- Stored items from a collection
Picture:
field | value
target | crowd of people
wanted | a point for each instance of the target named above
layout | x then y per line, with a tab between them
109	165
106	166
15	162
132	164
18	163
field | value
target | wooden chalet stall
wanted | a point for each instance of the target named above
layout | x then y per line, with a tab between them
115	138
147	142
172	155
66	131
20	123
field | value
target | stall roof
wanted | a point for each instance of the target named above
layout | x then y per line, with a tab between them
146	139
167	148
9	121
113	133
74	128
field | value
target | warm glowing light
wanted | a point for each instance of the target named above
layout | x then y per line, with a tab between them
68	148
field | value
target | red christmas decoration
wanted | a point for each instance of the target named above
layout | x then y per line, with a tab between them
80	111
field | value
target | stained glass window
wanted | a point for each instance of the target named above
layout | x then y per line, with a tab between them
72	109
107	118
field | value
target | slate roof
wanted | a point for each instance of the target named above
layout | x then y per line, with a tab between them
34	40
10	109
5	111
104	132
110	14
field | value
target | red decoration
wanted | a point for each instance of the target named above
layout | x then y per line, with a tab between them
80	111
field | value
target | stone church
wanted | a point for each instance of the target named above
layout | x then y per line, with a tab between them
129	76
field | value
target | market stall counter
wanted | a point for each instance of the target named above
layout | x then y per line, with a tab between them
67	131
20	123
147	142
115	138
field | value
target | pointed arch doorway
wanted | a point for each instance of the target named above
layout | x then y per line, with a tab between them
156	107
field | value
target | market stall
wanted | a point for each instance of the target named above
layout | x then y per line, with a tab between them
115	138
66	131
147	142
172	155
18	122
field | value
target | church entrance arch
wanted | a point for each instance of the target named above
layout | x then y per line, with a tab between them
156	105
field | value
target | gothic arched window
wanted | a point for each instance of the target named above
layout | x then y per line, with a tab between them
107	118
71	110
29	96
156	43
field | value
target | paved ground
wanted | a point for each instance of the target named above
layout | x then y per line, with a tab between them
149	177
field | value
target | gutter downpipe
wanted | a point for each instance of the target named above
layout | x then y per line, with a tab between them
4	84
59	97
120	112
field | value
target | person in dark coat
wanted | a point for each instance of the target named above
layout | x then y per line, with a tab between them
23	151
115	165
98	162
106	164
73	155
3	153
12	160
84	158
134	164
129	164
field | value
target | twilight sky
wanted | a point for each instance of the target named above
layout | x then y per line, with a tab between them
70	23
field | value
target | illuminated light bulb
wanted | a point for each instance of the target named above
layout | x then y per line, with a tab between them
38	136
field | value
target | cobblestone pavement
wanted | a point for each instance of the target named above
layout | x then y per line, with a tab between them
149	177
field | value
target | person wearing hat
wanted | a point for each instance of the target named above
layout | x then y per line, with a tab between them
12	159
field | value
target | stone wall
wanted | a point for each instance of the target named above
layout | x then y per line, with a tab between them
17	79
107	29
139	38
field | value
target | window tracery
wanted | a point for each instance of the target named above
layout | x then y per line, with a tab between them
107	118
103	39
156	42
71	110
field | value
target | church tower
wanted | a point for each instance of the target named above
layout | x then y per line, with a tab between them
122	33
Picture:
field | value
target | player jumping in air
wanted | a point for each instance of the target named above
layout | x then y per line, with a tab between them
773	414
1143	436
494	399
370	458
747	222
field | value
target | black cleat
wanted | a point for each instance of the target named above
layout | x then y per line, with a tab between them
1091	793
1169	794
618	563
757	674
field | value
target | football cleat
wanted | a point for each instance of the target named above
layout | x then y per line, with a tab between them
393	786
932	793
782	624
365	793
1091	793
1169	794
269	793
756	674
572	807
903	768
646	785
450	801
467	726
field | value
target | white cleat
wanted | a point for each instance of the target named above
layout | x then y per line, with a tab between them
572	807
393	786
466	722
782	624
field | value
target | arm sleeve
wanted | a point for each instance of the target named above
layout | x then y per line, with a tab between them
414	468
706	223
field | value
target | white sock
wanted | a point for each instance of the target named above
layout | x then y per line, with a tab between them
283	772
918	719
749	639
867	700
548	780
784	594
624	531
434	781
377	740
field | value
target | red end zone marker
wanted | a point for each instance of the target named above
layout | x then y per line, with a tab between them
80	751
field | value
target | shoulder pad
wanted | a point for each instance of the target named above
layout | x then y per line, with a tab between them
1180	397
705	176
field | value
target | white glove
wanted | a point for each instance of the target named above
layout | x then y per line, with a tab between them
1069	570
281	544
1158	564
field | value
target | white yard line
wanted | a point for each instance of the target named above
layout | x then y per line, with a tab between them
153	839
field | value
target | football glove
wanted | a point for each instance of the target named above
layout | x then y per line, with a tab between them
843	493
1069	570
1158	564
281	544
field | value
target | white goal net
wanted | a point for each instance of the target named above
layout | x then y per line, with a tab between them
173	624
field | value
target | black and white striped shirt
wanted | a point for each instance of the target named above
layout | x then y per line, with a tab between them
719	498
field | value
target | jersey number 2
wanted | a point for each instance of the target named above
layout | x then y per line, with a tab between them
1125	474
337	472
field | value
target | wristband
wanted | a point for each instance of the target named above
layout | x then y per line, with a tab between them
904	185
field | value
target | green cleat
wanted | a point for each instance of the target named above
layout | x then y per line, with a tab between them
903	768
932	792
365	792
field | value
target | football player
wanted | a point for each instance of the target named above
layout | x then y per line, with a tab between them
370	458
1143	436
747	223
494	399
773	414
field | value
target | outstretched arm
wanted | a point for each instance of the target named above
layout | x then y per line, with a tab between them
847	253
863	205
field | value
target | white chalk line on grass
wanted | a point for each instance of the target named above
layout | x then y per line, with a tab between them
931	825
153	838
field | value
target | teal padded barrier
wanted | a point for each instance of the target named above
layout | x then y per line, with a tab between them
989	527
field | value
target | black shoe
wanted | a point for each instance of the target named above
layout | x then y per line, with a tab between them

- WHAT YOU ARE ASKED TO DO
Output the whole listing above again, word for word.

- RESULT OF THE EXERCISE
Picture:
field | value
target | crowd of people
wanted | a point for each instance of the target named above
layout | x then y per line, with a tab between them
109	165
106	166
15	162
132	164
18	163
field | value
target | wooden chalet stall
wanted | a point for each instance of the target named above
layout | x then y per line, with a tab between them
115	138
147	142
172	155
66	131
20	123
field | value
target | stall roof
wanted | a point for each instance of the target named above
layout | x then y per line, with a tab between them
146	139
167	148
9	121
113	133
74	128
field | value
target | warm glowing light
wanted | a point for each instance of the target named above
layout | x then y per line, with a tab between them
68	148
field | value
target | red christmas decoration
wanted | a point for each instance of the target named above
layout | x then y per line, with a tab between them
80	111
field | value
target | stained glass window
wanted | a point for each instance of the target named above
layout | x then y per line, with a tab between them
72	109
107	118
field | value
target | slate roof
wanted | a point for each instance of the target named above
layout | x then y per line, with a tab between them
34	40
10	109
5	111
104	132
110	14
field | value
target | red decoration
wanted | a point for each instance of the target named above
layout | x then y per line, with a tab between them
80	111
field | value
target | stone church
wanted | a point for each instance of the target named above
layout | x then y per line, with a tab between them
129	76
field | value
target | market stall counter
wanted | a point for each instance of the target named above
layout | x then y per line, with a tab between them
67	131
20	123
147	142
115	138
field | value
target | pointed arch doorway
wanted | a point for each instance of the target named above
layout | x then y per line, with a tab between them
156	107
field | value
target | market stall
wanted | a point for each instance of the target named above
layout | x then y per line, with a tab between them
115	138
66	131
147	142
172	155
18	122
field | value
target | church entrance arch
wanted | a point for each instance of the target named above
layout | x then y per line, with a tab between them
156	105
field | value
target | gothic arched window
wanted | a point for each instance of the target named above
layout | x then y per line, with a tab between them
107	118
71	110
29	96
156	43
field | value
target | paved ground
wanted | a point for each instance of the target named above
layout | x then y per line, with a tab between them
149	177
field | value
target | gutter downpipe
wanted | a point for each instance of the target named above
layout | x then y per line, with a tab between them
4	84
59	97
120	112
field | value
target | person in dark coat
wanted | a point for each instance of the target named above
layout | x then y per line, with a tab between them
23	151
115	165
98	162
106	164
73	155
3	153
12	160
84	158
134	164
129	164
field | value
target | twilight sky
wanted | a point for each instance of the target named above
layout | x then y per line, with a tab between them
70	23
field | value
target | illuminated light bulb
wanted | a point for each instance of the target named above
layout | x then y per line, with a tab between them
38	136
field | value
target | cobblestone pavement
wanted | a point for each instance of the target named above
layout | x then y per line, with a tab between them
149	177
field | value
target | person wearing hat
wanted | a point for each instance of the target named above
layout | x then y per line, with a tab between them
12	159
field | value
target | stone wall
wanted | a point for each instance of the target named above
layout | x then y per line, with a tab between them
17	79
107	29
139	38
field | value
target | window tracery
wanted | a point for each instance of the target named above
layout | x then y per line, with a tab between them
107	118
103	39
156	42
71	110
field | value
target | church tower
wanted | a point for each instance of the target named above
layout | x then y per line, with a tab between them
122	33
Picture:
field | value
target | player jumping in air
wanted | a point for each instance of the target named above
layout | x then y per line, with a tab between them
773	414
1143	436
494	399
370	458
747	222
field | value
target | black cleat
wanted | a point for each instance of the target named above
layout | x then y per line, with a tab between them
1091	793
1169	794
618	563
757	674
field | value
target | football cleat
wanted | a point for each instance of the target named above
layout | x then y per line, with a tab between them
393	786
932	793
782	624
365	793
1091	793
1169	794
269	793
756	674
572	807
903	768
646	785
450	801
467	726
field | value
target | white cleat
wanted | a point for each instance of the target named above
layout | x then y per line, with a tab between them
572	807
393	786
466	722
782	624
field | value
target | arm sleeve
wanted | a point for each instance of the target named above
layout | x then y per line, with a tab between them
414	468
706	223
field | value
target | white sock
wanted | a point for each instance of the target named above
layout | x then y per line, with a tab between them
283	772
918	719
749	639
867	700
548	780
784	594
624	531
434	781
377	740
field | value
target | red end zone marker
wanted | a point for each instance of the target named above
layout | x then y per line, with a tab between them
80	751
field | value
target | shoulder pad
wanted | a point for each instance of the target named above
layout | x then y per line, with a tab between them
1180	397
705	176
field | value
target | white glove
wanted | a point for each instance of the target named above
layout | x then y per line, with a tab between them
1069	570
281	544
1158	564
field | value
target | white yard line
wanted | a point for each instance of the target named above
layout | x then y per line, with a tab between them
153	839
field | value
target | football glove
wanted | a point for each instance of the target named above
layout | x then y per line, with a tab between them
843	493
1069	570
1158	564
281	544
field | value
target | white goal net
wanted | a point for each instance of the target named above
layout | x then y per line, with a tab between them
173	624
field | value
target | black and white striped shirt
wanted | a point for each instance of the target named above
layout | x then y per line, with a tab between them
719	498
field | value
target | jersey number 2
wanted | a point for each instance of the target named above
layout | x then y per line, with a tab between them
1125	474
337	472
field | value
target | wristband
wanted | a point for each instance of the target named above
layout | x then y per line, with a tab between them
904	185
field | value
target | green cleat
wanted | a point for each instance of the target named above
layout | x then y per line, with a tab between them
903	768
932	792
365	792
field | value
target | football player
wanted | a point for each instance of the target named above
layout | x then y per line, with a tab between them
370	458
1143	436
747	223
494	399
773	414
field | value
target | outstretched arm
wanted | a point for each instance of the target named above
layout | x then y per line, with a tab between them
847	253
863	205
field | value
target | white chalk line on grass
wanted | a point for each instance of the target named above
layout | x then y per line, with a tab between them
931	825
153	838
field | value
target | teal padded barrier
wanted | a point for each instance of the target named above
layout | x then y per line, with a tab between them
989	527
field | value
target | black shoe
wanted | a point for each instance of the target named above
layout | x then y per line, with a tab between them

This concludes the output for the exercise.